> **Stated task**: Copy out, word for word, the lines below starting with the one that contains "Could you locate the mv" up to and including the one that contains "Target: mv logo on shorts", and nothing else.

> **Records**:
·····
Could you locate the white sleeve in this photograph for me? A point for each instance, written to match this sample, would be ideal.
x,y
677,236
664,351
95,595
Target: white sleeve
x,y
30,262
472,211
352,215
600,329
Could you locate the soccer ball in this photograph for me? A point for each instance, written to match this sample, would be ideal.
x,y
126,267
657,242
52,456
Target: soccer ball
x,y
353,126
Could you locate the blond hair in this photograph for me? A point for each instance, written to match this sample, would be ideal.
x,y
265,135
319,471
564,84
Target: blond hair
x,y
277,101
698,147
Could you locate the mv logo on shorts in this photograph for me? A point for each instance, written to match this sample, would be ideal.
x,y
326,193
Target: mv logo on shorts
·····
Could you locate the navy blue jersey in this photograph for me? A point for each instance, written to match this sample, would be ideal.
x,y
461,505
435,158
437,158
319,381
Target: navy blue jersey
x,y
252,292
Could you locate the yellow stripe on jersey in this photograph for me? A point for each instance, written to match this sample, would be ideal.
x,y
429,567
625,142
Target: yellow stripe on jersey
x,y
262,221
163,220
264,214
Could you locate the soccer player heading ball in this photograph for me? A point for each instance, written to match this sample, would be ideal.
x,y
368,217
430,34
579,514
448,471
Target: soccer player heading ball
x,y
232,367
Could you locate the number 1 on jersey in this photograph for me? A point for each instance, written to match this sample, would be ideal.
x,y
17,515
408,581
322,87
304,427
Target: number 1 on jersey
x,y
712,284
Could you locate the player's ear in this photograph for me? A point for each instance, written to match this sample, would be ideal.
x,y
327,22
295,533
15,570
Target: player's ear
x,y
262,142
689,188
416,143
·····
> **Answer for the task**:
Could you locate the mv logo on shorts in this photograph for me? A point for each instance, written to match this sample, would be ideal.
x,y
326,193
Target: mv logo on shorts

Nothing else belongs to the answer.